┌─ Data entries
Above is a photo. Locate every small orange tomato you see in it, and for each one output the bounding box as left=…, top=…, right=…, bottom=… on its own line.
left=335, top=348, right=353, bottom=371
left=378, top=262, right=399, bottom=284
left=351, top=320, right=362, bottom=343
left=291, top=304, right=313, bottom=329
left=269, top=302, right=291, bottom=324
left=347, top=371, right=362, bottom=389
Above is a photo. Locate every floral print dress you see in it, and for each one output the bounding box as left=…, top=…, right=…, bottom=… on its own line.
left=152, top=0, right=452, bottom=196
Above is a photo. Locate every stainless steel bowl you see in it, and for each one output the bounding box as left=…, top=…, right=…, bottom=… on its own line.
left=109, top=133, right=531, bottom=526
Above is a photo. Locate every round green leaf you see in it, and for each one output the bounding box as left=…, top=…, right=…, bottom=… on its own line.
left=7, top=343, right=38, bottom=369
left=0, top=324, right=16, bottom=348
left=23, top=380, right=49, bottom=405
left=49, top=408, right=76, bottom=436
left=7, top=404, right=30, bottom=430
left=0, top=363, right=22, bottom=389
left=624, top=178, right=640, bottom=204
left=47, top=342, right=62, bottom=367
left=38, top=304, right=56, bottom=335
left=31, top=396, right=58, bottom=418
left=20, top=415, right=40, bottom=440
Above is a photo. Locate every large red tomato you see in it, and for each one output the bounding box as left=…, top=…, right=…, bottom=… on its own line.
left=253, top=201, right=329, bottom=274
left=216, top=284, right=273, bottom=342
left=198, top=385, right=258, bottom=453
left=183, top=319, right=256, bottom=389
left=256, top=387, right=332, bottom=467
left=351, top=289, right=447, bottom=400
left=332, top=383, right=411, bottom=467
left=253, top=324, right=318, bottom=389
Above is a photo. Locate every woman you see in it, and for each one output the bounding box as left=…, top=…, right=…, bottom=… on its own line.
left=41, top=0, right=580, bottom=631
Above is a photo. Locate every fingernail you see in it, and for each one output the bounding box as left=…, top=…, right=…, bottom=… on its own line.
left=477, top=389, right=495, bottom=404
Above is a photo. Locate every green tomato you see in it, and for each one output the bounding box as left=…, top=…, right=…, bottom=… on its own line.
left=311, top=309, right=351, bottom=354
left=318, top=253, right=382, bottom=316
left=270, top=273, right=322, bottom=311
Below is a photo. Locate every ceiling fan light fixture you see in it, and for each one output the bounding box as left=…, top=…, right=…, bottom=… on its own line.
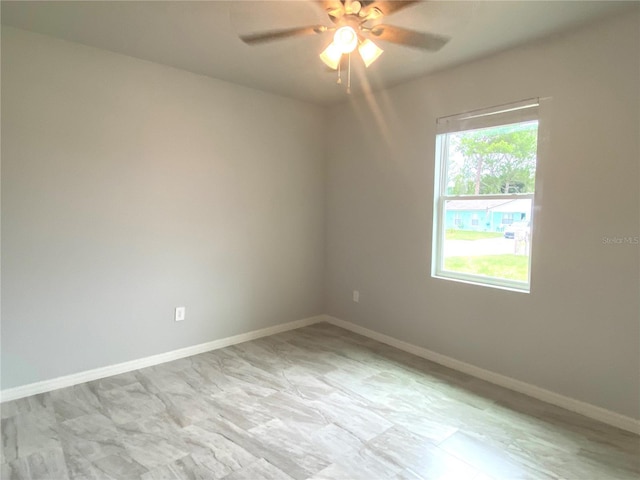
left=358, top=39, right=384, bottom=67
left=333, top=25, right=358, bottom=53
left=320, top=42, right=342, bottom=70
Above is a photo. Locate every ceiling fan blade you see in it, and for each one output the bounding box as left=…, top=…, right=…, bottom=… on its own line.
left=240, top=25, right=328, bottom=45
left=315, top=0, right=344, bottom=22
left=360, top=0, right=418, bottom=17
left=369, top=25, right=451, bottom=52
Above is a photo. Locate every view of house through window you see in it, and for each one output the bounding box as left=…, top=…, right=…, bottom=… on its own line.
left=433, top=101, right=538, bottom=291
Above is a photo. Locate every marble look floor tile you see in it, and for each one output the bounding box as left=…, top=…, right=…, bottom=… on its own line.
left=0, top=324, right=640, bottom=480
left=89, top=455, right=148, bottom=480
left=51, top=383, right=106, bottom=422
left=367, top=427, right=440, bottom=474
left=0, top=393, right=53, bottom=418
left=224, top=458, right=292, bottom=480
left=86, top=372, right=138, bottom=393
left=249, top=419, right=330, bottom=476
left=308, top=392, right=393, bottom=441
left=2, top=448, right=69, bottom=480
left=180, top=425, right=258, bottom=478
left=439, top=432, right=556, bottom=480
left=118, top=414, right=189, bottom=469
left=0, top=409, right=60, bottom=463
left=57, top=414, right=129, bottom=468
left=98, top=382, right=165, bottom=423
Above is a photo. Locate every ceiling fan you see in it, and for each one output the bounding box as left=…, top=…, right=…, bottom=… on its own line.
left=240, top=0, right=450, bottom=92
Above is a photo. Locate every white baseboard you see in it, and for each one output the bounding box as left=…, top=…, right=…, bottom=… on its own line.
left=0, top=315, right=640, bottom=434
left=323, top=315, right=640, bottom=434
left=0, top=315, right=325, bottom=402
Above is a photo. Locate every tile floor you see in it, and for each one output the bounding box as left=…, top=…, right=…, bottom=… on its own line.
left=0, top=324, right=640, bottom=480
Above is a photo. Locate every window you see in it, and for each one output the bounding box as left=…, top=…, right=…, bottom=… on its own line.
left=432, top=100, right=538, bottom=292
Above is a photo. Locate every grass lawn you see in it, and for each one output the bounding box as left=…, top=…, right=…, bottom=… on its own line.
left=444, top=251, right=529, bottom=282
left=445, top=228, right=502, bottom=240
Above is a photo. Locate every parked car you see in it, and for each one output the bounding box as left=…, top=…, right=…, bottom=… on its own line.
left=504, top=222, right=531, bottom=238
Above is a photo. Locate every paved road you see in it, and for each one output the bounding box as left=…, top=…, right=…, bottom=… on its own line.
left=444, top=237, right=523, bottom=257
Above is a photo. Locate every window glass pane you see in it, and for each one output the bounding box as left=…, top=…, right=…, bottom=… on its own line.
left=443, top=121, right=538, bottom=195
left=441, top=198, right=533, bottom=282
└─
(Exercise aim): Rewrite the listing from the line with "Above is a photo. Locate every marble" up to and including the line with "left=51, top=383, right=106, bottom=422" as a JSON list of strings, one string per line, skipping blank lines.

(Exercise answer):
[
  "Above is a photo. Locate every marble look floor tile you see in it, and for each one output the bounding box as left=…, top=…, right=…, bottom=… on its own line.",
  "left=0, top=324, right=640, bottom=480",
  "left=89, top=455, right=148, bottom=480",
  "left=51, top=383, right=106, bottom=422"
]